Written exercise: Recast the lines of the listing below as a Markdown table with the columns Row and Line, where Row holds a running number and Line holds the line itself, leaving out blank lines. Start at the line containing "paw in the photo above." and end with the last line of the listing.

Listing of object locations:
######
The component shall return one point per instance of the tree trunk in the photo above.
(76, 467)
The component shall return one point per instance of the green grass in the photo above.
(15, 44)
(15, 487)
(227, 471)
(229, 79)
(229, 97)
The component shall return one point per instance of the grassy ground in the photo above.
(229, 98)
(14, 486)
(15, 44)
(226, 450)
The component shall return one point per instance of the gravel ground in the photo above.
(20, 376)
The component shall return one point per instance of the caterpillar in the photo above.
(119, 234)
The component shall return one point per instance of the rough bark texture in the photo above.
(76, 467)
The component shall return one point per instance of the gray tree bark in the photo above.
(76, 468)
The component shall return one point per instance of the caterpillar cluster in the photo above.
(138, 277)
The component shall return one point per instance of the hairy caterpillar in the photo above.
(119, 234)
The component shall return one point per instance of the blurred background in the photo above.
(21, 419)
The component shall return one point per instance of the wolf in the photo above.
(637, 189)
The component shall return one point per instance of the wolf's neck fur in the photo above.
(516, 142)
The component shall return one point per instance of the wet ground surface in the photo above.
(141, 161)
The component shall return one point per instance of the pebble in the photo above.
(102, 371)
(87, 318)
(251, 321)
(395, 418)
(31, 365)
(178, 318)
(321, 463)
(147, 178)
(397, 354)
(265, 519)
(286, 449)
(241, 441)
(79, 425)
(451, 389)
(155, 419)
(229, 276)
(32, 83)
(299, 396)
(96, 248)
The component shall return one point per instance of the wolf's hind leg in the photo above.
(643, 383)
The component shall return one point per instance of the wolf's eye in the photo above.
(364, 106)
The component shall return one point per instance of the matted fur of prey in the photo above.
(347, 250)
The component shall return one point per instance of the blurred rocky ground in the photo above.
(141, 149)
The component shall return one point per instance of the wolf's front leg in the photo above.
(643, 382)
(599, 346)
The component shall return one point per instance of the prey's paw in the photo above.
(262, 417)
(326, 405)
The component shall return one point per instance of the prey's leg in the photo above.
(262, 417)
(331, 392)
######
The response:
| Row | Line |
|---|---|
| 1 | The component shall return one point per instance of the prey's paw in the photo above. |
| 2 | (262, 417) |
| 3 | (326, 405) |
| 4 | The component shall return one point per instance of the prey's leg in the photo above. |
| 5 | (262, 417) |
| 6 | (331, 392) |